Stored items
* BEGIN *
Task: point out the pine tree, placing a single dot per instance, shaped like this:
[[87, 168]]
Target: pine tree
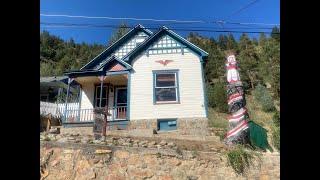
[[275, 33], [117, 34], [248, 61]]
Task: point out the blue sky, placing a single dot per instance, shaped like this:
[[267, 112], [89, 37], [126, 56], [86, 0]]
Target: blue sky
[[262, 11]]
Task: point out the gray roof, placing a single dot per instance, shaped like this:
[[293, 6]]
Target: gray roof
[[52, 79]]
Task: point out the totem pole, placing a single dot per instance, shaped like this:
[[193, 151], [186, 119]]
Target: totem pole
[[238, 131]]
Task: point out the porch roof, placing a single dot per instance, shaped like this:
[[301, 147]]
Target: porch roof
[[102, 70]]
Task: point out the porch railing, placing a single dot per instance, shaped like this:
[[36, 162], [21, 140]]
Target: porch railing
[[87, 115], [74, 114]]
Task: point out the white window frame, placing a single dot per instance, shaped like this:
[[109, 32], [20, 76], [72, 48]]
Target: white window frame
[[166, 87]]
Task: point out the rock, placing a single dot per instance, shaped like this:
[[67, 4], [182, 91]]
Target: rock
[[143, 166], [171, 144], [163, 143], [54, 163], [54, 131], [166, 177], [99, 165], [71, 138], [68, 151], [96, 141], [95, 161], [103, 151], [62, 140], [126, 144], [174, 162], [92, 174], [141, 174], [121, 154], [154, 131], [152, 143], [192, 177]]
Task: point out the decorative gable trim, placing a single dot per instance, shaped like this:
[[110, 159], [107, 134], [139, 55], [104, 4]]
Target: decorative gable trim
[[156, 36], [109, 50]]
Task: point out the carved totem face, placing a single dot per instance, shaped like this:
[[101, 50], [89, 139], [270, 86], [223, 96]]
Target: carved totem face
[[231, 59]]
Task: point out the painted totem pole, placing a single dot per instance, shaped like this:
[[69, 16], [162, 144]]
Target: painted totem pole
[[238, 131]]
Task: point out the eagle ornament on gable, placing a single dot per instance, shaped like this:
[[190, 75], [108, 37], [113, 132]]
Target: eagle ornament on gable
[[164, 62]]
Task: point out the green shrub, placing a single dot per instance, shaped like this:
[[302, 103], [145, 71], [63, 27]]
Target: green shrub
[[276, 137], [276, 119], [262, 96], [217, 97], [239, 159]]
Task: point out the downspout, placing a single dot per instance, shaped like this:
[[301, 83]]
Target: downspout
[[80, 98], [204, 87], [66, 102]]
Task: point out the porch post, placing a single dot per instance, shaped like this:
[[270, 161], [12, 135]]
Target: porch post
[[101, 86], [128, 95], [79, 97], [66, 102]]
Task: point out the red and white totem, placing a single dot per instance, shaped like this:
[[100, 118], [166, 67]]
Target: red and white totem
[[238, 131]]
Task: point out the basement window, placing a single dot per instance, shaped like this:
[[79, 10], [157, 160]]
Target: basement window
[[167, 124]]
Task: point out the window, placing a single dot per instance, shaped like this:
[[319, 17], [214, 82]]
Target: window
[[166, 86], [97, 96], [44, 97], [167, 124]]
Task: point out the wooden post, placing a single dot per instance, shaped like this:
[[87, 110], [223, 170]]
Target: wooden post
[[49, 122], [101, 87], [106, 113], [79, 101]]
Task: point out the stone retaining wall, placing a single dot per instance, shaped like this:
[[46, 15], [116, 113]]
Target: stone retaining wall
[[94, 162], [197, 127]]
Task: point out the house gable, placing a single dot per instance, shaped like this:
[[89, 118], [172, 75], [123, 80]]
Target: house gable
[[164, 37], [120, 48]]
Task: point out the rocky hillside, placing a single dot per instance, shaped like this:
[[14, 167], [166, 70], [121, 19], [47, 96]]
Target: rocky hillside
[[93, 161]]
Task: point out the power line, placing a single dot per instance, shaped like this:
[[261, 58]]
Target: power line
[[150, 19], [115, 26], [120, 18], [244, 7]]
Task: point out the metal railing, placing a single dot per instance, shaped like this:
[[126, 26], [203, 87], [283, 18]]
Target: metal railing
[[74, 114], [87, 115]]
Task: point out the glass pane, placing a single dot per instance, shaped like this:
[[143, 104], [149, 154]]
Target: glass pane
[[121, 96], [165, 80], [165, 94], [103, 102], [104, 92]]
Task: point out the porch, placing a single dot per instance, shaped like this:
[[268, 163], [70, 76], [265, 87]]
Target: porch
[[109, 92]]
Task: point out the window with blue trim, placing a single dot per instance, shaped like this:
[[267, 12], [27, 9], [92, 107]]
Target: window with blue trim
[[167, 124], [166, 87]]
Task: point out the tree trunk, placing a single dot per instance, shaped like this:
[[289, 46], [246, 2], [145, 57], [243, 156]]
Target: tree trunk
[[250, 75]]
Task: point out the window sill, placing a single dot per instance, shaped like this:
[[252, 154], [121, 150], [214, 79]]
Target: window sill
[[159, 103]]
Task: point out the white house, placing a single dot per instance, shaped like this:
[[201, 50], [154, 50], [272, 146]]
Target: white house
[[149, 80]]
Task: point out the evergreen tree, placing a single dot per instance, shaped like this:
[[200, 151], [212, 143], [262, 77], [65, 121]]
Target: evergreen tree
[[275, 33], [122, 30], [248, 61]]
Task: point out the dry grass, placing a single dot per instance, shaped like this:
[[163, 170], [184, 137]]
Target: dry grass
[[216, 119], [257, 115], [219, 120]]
* END *
* BEGIN *
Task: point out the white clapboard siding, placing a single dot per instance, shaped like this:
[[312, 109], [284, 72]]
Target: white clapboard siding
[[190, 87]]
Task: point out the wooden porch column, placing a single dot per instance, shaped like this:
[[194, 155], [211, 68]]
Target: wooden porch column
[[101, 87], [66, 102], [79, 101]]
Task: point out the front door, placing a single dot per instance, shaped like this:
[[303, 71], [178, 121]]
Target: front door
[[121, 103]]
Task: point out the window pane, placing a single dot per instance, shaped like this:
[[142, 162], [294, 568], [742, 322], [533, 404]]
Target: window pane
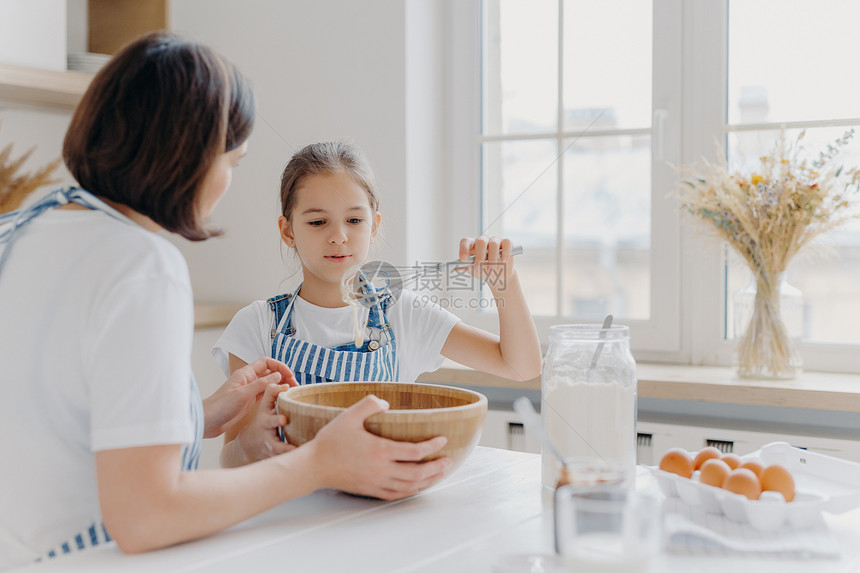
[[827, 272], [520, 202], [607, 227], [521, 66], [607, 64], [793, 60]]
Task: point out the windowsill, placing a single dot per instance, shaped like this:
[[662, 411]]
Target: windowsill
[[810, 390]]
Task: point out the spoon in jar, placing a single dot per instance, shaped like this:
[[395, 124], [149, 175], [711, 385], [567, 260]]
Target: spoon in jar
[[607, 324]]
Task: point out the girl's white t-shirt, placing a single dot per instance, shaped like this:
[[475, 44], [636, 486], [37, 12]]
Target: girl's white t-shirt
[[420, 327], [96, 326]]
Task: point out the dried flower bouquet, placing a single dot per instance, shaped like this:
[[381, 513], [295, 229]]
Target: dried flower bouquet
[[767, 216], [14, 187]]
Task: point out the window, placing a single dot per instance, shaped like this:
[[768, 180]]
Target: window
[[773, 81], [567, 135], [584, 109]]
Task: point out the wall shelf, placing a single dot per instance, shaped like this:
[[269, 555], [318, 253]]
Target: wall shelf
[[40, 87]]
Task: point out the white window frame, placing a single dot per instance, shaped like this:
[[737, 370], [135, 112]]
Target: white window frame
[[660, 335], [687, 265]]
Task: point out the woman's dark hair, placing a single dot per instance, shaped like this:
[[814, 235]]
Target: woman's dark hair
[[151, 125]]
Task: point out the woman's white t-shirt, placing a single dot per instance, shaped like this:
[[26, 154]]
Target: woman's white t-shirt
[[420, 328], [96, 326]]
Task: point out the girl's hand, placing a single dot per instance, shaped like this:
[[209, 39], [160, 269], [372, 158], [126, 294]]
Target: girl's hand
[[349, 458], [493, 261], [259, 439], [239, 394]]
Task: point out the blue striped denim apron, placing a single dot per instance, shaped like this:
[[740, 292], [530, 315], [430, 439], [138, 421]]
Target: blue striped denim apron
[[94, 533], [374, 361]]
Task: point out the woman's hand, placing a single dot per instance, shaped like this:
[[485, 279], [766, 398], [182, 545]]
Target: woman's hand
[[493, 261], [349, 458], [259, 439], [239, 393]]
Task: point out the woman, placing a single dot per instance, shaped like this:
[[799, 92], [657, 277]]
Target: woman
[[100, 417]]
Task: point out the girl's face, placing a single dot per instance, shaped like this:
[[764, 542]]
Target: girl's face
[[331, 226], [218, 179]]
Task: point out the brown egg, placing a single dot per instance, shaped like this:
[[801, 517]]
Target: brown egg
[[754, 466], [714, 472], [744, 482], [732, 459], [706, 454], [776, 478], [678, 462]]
* END *
TASK DESCRIPTION »
Count the lines of the records that contain the string "totem" and give only that number.

ANSWER FOR THIS EXERCISE »
8